*** Opening INPUT DATA ***
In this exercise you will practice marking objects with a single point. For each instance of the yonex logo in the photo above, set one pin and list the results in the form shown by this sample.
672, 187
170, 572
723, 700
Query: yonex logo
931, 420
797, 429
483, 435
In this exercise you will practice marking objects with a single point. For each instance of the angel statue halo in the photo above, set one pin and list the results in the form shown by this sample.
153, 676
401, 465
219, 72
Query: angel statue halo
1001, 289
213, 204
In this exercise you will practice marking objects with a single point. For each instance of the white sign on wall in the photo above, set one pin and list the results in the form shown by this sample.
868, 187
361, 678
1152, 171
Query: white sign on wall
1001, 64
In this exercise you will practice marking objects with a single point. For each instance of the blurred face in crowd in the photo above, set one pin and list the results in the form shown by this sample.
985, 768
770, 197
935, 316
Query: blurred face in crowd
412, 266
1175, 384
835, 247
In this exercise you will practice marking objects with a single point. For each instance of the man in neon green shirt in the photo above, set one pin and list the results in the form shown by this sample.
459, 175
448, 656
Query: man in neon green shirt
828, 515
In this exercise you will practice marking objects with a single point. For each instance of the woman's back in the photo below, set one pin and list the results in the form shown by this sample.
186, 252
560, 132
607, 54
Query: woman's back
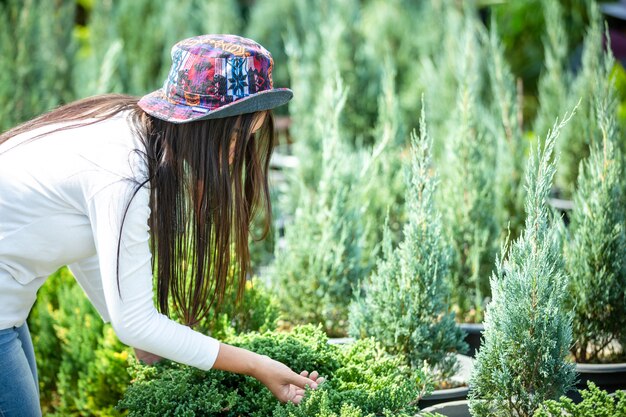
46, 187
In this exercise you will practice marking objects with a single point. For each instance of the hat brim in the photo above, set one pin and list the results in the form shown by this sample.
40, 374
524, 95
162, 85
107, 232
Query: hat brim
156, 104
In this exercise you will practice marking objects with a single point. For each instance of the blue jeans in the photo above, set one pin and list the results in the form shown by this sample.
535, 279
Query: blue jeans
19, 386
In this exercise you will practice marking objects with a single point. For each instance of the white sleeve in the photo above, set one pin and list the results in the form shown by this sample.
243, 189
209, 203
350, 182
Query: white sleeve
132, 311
*** Closing INPUT DATA ***
In repeating the entries, exclude the pictures and alter nothing else.

In this exercise you will practice marking objects with a single point. For each instance of the yonex logo in the photo above, set one pin and list the results in the form shown by this sample.
672, 187
170, 572
723, 700
Query: yonex logo
931, 420
797, 429
483, 435
In this exercise you will practice marking objects with a single point. For each instance of the angel statue halo in the photo above, set one pin and list the results in the form shown by this sample.
153, 676
401, 465
219, 72
Query: angel statue halo
1001, 289
213, 204
In this exercise you will practice marking objects with a single point. For each instance of the white sign on wall in the photo above, set one pin and list the results in the form shown by this sample.
868, 187
361, 678
1152, 171
Query: white sign on wall
1001, 64
In this exercise you will practice marking objects with a single point. For each instance of the blurred face in crowd in the photo above, set one pin and list the results in the form shown by this sample.
985, 768
770, 197
935, 316
Query: blurred face in crowd
412, 266
1175, 384
835, 247
In this exercise you will practice marking objects with a single point. For each instance of the man in neon green shirt in the photo above, set one pin and list the results in the form shown by this sample.
459, 175
448, 656
Query: man in neon green shirt
828, 515
In this exercise you will practice marking objects with a single point. For each instance of the woman's back in the photo below, set one pin and list the results in the form shown by this sample.
186, 252
560, 132
607, 54
Query: woman's back
46, 187
In this exercise you will practice marking objects with a single point. For each instance of the hat brim in the photo above, set one pin and list the results in the form shown by this sample.
40, 374
524, 95
162, 85
107, 232
Query: hat brim
156, 104
In this exercise you will practice marking objects with a single point. For each instance of the blue jeans in the photo above, set one pin and list the results in the form shown by this sample.
535, 279
Query: blue jeans
19, 386
In this exercise you will practice marking objects with a single point. For each instance of the white sleeve in the photo above, set one pin and list the results in the form shown by this sample.
243, 189
209, 203
350, 182
Query: white sleeve
132, 311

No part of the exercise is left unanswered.